WHAT YOU SHOULD DO = Reproduce the part of the text below on replicating Correll et al.'s 2007 resume study between "Using G*Power, the" and "generally the case.", inclusive.
== GIVEN TEXT
In a 2007 study, Correll et al. investigate the effect of parenthood on job applicant success through a classic resume study. The original study states that according to prior literature, “mothers experience disadvantages in the workplace in addition to those commonly associated with gender.” It seeks to more concretely quantify the effects of motherhood on the desirability of a candidate by performing a laboratory experiement in order to evaluate status-based discrimination faced by mothers. The original study also subsequently conducts an audit study by sending resumes in response to actual hiring opportunities.
This replication focuses on the survey study portion of Correll et al 2007, and in particular on the effects on women, since the original study finds a small benefit to fatherhood in the survey study, and no effect of fatherhood in the audit study. I used Correll et al’s original female resumes, presented in an online Qualtrics survey. The study design is within-subjects for parental status, with each participant seeing two resumes, one mother and one nonmother. The replication survey produced in Qualtrics is available here.
Correll et al. report effect sizes for several measures, including: * Perceived competence and committment; * Ability standard measures (such as score needed on a hypothetical management profile exam in order to consider the candidate for employment and number of days the applicant could be late to work or leave early before the participant would no longer recommend her for hire); and * Evaluation metrics (including proposed salary, estimated likelihood the applicant would be subsequently promoted i selected for the job, and recommendation for hire).
Efect sizes ranged, with the largest effect sizes being reported for likelihood of promotion (Cohen’s d=1.13), competence (d=0.849), and committment (d=0.707).
Using G*Power, the sample sizes needed to achieve these strongest effects are recorded in the table below:
| Effect | Cohen’s d | N (power=0.8, two-tailed) | N (power=0.9, two-tailed) | N (power=0.95, two-tailed) |
|---|---|---|---|---|
| Competence | 0.849 | 46 | 62 | 76 |
| Committment | 0.707 | 66 | 88 | 108 |
| Promotion | 1.138 | 28 | 36 | 44 |
I documented a more detailed table with estimates for power available here.
I planned for one wave of 100 participants in order to have high power for observing the strongest effects, with another wave of 100 participants if no effects were observed to compensate for the publication bias that suggests the first published study may find a stronger effect than is generally the case.
Participants were recruited through Amazon Mechanical Turk with three criteria: * Only participants in the United States selected; * HIT approval for each participant was over 85% in order to filter spammers; * Number of HITs approved was over 100 in order to filter brand new Turkers.
====
== DATA PROVIDED
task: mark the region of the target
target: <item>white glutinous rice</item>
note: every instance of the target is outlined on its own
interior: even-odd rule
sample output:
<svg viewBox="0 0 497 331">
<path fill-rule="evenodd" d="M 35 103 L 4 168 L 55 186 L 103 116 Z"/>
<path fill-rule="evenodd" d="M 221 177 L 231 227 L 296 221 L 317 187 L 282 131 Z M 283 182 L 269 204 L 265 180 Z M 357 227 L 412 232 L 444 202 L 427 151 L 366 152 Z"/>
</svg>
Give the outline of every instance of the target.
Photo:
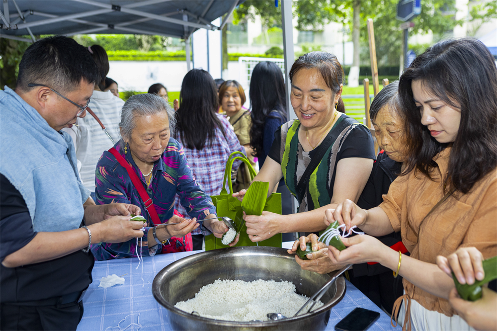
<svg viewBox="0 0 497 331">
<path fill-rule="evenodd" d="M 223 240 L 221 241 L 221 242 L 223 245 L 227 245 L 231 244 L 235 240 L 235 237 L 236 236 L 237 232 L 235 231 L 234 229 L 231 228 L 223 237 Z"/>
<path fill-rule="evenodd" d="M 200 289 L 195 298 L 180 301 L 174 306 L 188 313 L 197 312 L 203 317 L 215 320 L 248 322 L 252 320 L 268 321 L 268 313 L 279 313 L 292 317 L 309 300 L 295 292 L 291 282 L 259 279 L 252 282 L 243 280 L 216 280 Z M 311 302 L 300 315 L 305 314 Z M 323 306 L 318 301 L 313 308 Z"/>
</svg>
====
== DATA PROVIDED
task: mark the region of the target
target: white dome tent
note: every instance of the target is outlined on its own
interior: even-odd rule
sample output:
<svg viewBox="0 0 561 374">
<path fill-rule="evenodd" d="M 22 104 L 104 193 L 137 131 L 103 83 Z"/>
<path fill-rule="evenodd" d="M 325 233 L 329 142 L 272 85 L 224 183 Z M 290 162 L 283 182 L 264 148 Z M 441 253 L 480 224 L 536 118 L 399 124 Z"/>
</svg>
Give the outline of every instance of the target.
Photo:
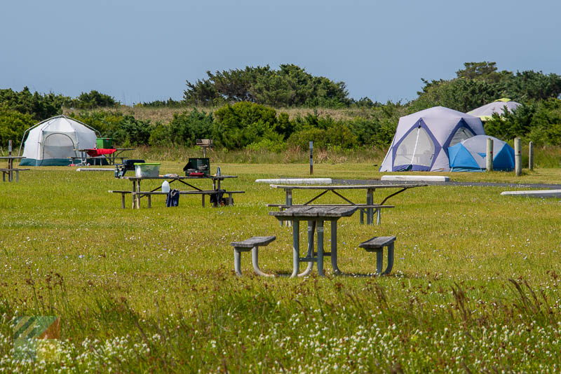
====
RESPONSE TO THIS EXERCISE =
Using G*Power, the sample sizes needed to achieve these strongest effects are recorded in the table below:
| Effect | Cohen’s d | N (power=0.8, two-tailed) | N (power=0.9, two-tailed) | N (power=0.95, two-tailed) |
|---|---|---|---|---|
| Competence | 0.849 | 46 | 62 | 76 |
| Committment | 0.707 | 66 | 88 | 108 |
| Promotion | 1.138 | 28 | 36 | 44 |
I documented a more detailed table with estimates for power available here.
I planned for one wave of 100 participants in order to have high power for observing the strongest effects, with another wave of 100 participants if no effects were observed to compensate for the publication bias that suggests the first published study may find a stronger effect than is generally the case.